* _Collected data entries_
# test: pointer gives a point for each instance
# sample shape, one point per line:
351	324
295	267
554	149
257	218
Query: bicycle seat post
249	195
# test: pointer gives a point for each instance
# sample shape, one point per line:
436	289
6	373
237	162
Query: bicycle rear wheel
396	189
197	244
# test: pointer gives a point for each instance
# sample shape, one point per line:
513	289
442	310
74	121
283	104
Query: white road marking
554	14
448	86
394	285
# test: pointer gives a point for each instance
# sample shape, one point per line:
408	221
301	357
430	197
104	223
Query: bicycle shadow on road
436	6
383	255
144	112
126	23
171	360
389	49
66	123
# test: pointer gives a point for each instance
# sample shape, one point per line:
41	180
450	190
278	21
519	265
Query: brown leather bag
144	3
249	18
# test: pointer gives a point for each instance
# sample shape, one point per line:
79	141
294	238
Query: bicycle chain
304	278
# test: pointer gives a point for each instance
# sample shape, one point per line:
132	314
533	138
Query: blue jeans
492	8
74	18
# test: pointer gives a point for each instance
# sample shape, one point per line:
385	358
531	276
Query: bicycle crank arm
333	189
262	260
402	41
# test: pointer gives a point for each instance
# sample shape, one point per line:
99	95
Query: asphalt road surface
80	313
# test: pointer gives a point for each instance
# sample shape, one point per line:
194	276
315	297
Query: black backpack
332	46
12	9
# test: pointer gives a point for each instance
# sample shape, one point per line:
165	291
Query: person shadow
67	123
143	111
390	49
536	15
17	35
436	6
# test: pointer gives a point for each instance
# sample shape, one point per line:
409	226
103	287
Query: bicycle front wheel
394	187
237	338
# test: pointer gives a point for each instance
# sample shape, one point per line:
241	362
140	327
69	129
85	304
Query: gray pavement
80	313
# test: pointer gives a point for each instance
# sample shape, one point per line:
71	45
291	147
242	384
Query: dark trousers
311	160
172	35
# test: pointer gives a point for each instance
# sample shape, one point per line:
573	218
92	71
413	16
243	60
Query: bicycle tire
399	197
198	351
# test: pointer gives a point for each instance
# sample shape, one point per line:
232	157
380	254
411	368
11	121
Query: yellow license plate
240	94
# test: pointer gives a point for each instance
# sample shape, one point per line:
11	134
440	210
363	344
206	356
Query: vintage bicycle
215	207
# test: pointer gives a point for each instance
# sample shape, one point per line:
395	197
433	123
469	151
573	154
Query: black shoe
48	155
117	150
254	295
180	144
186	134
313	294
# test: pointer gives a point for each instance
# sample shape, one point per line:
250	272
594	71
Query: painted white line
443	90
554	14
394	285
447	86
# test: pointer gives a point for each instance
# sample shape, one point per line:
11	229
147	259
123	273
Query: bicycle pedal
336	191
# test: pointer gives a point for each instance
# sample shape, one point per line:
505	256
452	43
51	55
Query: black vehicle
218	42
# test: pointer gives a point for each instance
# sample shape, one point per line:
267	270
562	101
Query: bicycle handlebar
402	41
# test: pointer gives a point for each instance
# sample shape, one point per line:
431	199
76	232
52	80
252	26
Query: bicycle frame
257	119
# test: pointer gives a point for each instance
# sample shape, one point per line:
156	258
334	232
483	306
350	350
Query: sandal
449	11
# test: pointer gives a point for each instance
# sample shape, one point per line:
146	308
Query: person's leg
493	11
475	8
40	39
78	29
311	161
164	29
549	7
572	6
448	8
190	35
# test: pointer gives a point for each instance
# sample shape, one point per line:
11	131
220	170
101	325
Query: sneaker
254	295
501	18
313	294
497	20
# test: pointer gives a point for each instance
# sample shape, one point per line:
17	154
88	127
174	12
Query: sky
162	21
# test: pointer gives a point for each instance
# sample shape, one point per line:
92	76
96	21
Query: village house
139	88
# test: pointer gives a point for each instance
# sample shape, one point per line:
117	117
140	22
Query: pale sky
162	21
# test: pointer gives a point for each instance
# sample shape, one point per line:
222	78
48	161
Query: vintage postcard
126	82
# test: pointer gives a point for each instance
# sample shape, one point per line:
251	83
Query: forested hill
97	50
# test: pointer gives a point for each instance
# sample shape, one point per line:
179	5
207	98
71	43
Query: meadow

* _Task description_
Go through the entries above and restate each one exactly.

* _Written answer_
# test: pointer gives a point for each instance
# sample shape, one point per line:
351	324
295	267
554	149
257	218
Query: bicycle seat post
249	195
# test: pointer gives a point for each instance
# sample shape, one point per line:
436	289
6	373
237	162
Query: bicycle rear wheel
396	189
197	244
# test: pointer gives a point for each instance
# sample shape, one point per line:
513	289
442	310
74	121
283	104
Query: white road marking
554	14
448	86
394	285
# test: pointer gives a point for each instance
# sample shape, one point per line:
408	221
301	357
430	197
104	223
Query: bicycle shadow on road
436	6
383	255
144	112
126	23
171	360
389	49
66	123
# test: pointer gives a point for each instance
# sample shape, one point per line:
41	180
450	190
278	21
519	265
Query: brown leather bag
144	3
249	18
# test: pointer gives a point for each instance
# sample shape, one point per line:
79	141
294	238
Query: bicycle chain
304	278
# test: pointer gives a point for each instance
# sample shape, one point per line:
132	314
533	138
Query: blue jeans
492	8
74	18
# test: pointer gives a point for each instance
# sample shape, one point per line:
385	358
531	276
Query: bicycle crank arm
333	189
262	260
402	41
# test: pointer gives a point for each instance
# sample shape, one point per line:
99	95
Query: asphalt road surface
80	313
# test: pointer gives a point for each instance
# sample shape, one point per line:
194	276
315	297
Query: black backpack
332	46
12	9
# test: pointer gives a point for each instance
# sample shape, one point per line:
165	291
Query: person shadow
67	123
143	111
390	49
536	15
17	35
436	6
# test: pointer gives a point for each instance
# sample shape, one point per line:
409	226
103	287
Query: bicycle front wheel
394	187
237	338
# test: pointer gives a point for each instance
# sample shape, one point per line:
241	362
140	327
69	129
85	304
Query: gray pavement
80	313
# test: pointer gives a point for each instance
# sample shape, one point per line:
71	45
291	147
242	384
Query: dark trousers
311	160
172	35
# test: pointer gives a point for each instance
# sample shape, one point per line:
573	218
92	71
413	16
243	60
Query: bicycle tire
399	197
198	351
# test: pointer gives a point for each instance
# sample shape, one point per line:
232	157
380	254
411	368
11	121
Query: yellow license plate
240	94
# test: pointer gives a point for each instance
# sample shape, one point per line:
11	134
440	210
363	344
206	356
Query: vintage bicycle
215	207
# test: pointer gives a point for each instance
# sample shape, one point per line:
395	197
433	123
469	151
573	154
Query: black shoe
48	155
117	150
254	295
180	144
186	134
313	294
# test: pointer gives a point for each instance
# sample shape, one point per line:
250	272
594	71
Query: painted white line
443	90
554	14
394	285
447	86
# test: pointer gives a point for each instance
# sample shape, one point per line:
11	229
147	259
123	273
Query: bicycle pedal
336	191
# test: pointer gives a point for each instance
# sample shape, one point per line:
505	256
452	43
51	55
Query: black vehicle
218	42
# test: pointer gives a point for each instance
# sample shape, one point per line:
267	270
562	101
Query: bicycle handlebar
402	41
# test: pointer gives a point for each instance
# sample shape, one point per line:
431	199
76	232
52	80
252	26
Query: bicycle frame
257	119
# test: pointer gives a point for each instance
# sample shape, one point per line:
156	258
334	232
483	306
350	350
Query: sandal
449	11
# test: pointer gives a point for each instance
# sample shape, one point per line:
146	308
Query: person's leg
493	11
475	8
40	39
78	29
311	161
164	29
549	7
572	6
448	8
190	35
# test: pointer gives a point for each instance
# sample shape, one point per line:
11	131
220	170
101	325
Query: sneaker
254	295
501	18
313	294
497	20
# test: pointer gives a point for each instance
# sample shape, one point per line:
17	154
88	127
174	12
Query: sky
162	21
# test: pointer gives a point for each instance
# sample shape, one point per line:
92	76
96	21
Query: village house
139	88
# test: pointer gives a point for each instance
# sample shape, one point per line:
117	117
140	22
Query: pale sky
162	21
# test: pointer gives a point for each instance
# sample shape, one point per line:
222	78
48	161
Query: vintage postcard
126	82
# test: pointer gives a point for each instance
# sample shape, one point per line:
251	83
Query: forested hill
97	50
# test: pointer gives a point for each instance
# sample shape, one point per line:
179	5
207	98
71	43
Query: meadow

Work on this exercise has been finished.